*Document text:*
■ ■ ■ ■ ■ ■ ■
Our chatgpt says this.
The PIMCO Income Fund (whether in USD, SGD-hedged, or other share classes) is not a stock, but a bond/income-focused mutual fund. Its price (NAV) works very differently from equities.
Why it’s unlikely to go back to $11 easily
Bond yields and NAVs move inversely: When interest rates were very low (pre-2022), bond prices were high, and the fund’s NAV hovered around $11. As rates shot up, bond prices fell, and so did the fund’s NAV.
For the NAV to climb back to $11, we’d need a huge fall in interest rates globally — to levels similar to, or lower than, the 2020–2021 period. That scenario looks less likely unless there’s a severe recession or crisis.
Why it probably won’t “go to $1”
The fund is diversified across global fixed income, with active management by PIMCO.
It pays steady monthly distributions (which is the main appeal — income, not capital growth).
■ ■ ■ ■ ■ ■ ■
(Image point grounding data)
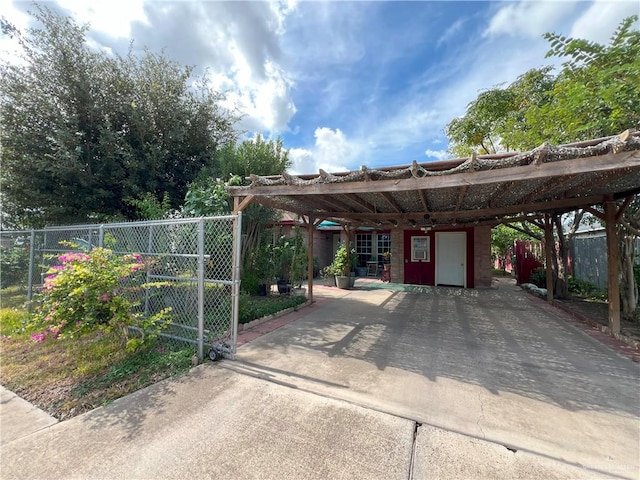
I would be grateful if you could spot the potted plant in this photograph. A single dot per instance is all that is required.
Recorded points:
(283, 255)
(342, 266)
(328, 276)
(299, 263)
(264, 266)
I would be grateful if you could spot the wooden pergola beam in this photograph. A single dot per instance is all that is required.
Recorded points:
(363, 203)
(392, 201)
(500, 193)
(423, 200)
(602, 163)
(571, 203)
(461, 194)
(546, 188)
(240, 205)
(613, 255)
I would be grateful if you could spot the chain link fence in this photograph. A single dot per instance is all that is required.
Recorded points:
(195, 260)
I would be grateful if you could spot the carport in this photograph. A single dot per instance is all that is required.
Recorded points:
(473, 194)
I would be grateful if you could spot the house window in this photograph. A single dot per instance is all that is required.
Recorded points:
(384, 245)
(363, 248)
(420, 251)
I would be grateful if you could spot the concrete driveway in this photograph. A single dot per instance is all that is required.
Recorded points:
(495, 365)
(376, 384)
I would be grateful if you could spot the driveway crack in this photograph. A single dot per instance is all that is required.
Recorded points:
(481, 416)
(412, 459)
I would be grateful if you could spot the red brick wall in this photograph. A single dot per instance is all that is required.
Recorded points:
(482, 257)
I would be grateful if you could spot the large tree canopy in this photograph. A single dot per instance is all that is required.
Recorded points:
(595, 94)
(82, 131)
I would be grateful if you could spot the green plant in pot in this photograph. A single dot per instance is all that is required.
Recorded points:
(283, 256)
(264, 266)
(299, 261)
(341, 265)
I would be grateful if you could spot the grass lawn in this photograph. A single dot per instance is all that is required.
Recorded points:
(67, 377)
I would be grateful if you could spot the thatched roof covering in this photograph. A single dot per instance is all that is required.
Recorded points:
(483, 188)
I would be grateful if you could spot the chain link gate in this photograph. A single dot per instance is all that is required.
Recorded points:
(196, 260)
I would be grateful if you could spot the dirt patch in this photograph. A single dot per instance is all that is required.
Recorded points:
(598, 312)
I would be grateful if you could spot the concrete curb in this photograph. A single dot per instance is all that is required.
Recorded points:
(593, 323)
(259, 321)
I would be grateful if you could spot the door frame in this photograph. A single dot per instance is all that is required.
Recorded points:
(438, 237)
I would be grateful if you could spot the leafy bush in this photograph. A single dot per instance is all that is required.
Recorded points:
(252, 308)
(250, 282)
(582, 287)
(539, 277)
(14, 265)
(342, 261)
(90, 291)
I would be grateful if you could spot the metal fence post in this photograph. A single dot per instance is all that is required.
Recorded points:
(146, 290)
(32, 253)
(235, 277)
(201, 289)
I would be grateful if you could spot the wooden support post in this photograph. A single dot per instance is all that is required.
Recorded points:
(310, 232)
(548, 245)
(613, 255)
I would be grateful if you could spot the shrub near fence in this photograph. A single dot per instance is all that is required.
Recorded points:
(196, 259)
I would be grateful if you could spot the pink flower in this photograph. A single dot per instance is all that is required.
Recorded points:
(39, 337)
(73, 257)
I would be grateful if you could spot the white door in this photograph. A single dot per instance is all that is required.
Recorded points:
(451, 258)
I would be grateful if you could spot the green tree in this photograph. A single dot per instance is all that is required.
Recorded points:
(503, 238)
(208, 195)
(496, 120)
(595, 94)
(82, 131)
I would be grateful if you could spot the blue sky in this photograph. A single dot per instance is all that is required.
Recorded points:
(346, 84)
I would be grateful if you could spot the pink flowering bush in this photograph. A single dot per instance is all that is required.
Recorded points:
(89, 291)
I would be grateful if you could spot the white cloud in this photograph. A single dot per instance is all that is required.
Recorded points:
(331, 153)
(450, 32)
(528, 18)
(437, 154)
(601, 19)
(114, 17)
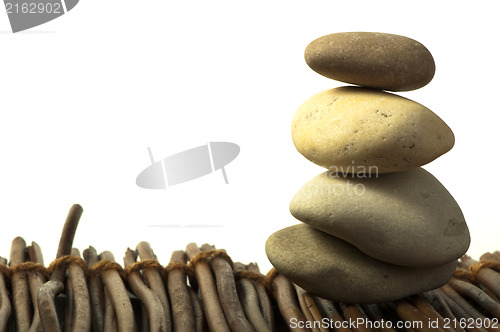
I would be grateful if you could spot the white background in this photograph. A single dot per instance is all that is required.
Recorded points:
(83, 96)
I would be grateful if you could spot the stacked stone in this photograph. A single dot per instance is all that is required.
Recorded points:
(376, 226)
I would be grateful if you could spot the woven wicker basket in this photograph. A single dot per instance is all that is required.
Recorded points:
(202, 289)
■ ■ ■ ■ ■ ■ ■
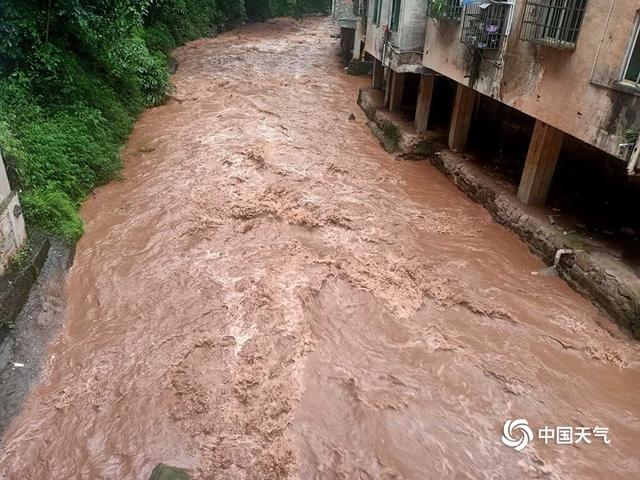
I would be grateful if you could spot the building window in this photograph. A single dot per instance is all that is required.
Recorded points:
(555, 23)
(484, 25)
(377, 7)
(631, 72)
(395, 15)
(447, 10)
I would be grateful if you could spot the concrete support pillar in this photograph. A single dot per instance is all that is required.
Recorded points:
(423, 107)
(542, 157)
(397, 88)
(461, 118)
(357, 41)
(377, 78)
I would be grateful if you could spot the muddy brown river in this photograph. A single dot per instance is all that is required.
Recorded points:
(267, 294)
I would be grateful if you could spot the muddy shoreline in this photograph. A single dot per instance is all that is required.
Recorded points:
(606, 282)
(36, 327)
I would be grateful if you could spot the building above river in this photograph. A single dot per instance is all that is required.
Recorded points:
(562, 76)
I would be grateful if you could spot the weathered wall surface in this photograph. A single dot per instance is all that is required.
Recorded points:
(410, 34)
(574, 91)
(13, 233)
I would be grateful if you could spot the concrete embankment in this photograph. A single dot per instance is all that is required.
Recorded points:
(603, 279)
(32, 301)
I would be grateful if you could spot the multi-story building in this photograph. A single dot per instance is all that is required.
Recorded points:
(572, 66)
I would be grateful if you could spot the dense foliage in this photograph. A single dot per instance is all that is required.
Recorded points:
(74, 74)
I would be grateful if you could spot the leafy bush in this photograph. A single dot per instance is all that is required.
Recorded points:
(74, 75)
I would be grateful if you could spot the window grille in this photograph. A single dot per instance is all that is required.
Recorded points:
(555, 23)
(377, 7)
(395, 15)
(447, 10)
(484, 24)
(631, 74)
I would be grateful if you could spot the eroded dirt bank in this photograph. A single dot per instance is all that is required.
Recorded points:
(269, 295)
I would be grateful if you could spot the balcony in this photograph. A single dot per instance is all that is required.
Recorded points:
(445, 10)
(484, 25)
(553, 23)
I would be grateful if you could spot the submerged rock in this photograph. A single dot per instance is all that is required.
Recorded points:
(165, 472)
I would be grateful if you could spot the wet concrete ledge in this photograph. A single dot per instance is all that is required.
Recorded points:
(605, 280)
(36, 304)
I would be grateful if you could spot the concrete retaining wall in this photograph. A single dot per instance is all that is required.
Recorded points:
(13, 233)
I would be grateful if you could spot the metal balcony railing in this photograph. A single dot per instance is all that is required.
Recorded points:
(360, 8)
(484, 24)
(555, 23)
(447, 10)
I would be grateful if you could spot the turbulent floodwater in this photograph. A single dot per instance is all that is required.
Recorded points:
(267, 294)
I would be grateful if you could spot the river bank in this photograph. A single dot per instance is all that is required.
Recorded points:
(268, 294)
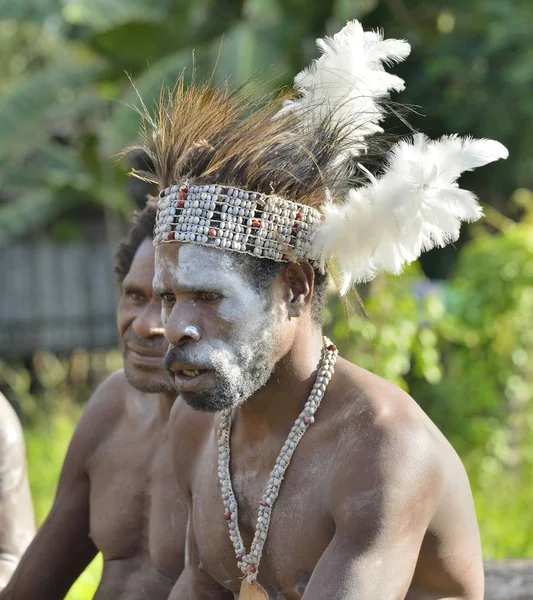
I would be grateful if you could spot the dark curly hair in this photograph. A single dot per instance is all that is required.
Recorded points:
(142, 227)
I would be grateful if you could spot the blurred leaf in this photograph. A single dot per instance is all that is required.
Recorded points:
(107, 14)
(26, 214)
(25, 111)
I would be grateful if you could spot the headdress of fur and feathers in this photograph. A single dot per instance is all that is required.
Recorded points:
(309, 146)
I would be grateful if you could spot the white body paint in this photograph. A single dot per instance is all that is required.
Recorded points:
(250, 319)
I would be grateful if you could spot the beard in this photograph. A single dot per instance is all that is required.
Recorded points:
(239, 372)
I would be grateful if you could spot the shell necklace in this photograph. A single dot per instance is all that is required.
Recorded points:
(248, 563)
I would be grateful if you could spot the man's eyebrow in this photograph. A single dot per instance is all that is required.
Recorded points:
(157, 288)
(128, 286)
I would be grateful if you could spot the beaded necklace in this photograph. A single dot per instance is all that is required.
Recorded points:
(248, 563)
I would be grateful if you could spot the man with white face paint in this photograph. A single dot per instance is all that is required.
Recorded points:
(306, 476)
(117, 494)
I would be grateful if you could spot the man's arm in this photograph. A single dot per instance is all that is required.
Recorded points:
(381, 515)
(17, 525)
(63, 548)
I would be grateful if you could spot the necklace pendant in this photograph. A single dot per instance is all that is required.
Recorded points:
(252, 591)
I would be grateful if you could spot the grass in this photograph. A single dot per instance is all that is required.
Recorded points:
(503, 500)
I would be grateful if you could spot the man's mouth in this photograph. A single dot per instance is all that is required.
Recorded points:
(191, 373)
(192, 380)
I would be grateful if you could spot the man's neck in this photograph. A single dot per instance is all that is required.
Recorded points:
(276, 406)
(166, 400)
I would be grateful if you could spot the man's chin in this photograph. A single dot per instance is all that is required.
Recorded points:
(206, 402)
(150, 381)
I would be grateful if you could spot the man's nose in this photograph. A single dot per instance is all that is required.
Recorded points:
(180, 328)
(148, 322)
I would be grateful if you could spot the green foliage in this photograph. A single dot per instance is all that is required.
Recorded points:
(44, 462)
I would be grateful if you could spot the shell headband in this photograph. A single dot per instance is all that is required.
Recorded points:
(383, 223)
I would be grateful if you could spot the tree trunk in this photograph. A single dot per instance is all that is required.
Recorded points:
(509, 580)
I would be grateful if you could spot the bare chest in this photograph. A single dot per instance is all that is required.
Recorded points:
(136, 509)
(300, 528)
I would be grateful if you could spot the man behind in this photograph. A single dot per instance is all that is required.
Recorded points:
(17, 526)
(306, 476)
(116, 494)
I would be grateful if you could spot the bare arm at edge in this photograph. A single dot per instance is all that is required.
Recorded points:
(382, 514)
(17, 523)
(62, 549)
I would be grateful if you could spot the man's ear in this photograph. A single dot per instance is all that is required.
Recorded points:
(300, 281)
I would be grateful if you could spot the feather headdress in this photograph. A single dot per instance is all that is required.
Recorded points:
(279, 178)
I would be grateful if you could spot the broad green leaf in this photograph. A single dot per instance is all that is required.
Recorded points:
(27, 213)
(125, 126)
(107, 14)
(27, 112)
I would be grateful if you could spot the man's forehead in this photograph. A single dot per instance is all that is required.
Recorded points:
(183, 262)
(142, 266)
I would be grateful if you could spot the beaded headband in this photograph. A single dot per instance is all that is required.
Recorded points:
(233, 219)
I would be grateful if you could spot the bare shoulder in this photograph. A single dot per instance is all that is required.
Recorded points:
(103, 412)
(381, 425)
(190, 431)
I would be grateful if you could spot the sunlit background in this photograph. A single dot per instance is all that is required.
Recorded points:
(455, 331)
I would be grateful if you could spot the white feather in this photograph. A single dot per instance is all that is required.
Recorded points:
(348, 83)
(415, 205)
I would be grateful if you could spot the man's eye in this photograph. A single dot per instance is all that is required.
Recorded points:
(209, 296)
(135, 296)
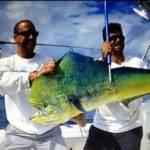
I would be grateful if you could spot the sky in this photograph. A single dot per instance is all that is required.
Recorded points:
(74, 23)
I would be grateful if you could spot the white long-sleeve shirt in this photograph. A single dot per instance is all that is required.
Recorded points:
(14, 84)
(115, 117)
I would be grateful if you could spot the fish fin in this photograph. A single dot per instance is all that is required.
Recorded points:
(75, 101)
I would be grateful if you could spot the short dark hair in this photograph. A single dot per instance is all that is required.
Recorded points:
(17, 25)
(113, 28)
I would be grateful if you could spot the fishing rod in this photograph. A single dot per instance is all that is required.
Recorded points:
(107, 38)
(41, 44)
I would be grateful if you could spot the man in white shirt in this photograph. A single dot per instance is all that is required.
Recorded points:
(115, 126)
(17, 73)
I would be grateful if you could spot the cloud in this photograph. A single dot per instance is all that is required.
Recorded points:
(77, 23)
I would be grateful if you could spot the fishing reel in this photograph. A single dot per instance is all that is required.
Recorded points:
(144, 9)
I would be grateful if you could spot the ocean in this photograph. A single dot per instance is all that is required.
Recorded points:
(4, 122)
■ ■ ■ ■ ■ ■ ■
*What to work on:*
#1 In the post on the PIMCO Income Fund, around what price did the fund's NAV hover when interest rates were very low?
#2 Translate this sentence from the PIMCO Income Fund post into Spanish: "It pays steady monthly distributions (which is the main appeal — income, not capital growth)."
#3 Continue the post on the PIMCO Income Fund from its last line.

*Responses to the exercise:*
#1 Around $11.

#2 Paga distribuciones mensuales estables (que es su principal atractivo: ingresos, no crecimiento del capital).

#3
NAV erosion can happen gradually if distributions consistently exceed income (a “return of capital”), or if credit/default losses hit the portfolio. But a collapse toward $1 would imply catastrophic losses across hundreds of bonds — very unlikely unless PIMCO itself implodes.
What’s more realistic
The NAV may stay in a range around today’s levels (say $7–$9, depending on rates).
Investors generally hold this fund for the monthly income stream, not for NAV appreciation.
If rates are cut, NAV might recover some ground, but a full return to $11 would require extraordinary rate conditions.

Think of it this way:
Stocks → held for growth.
This fund → held for income + some stability, not for big price upside.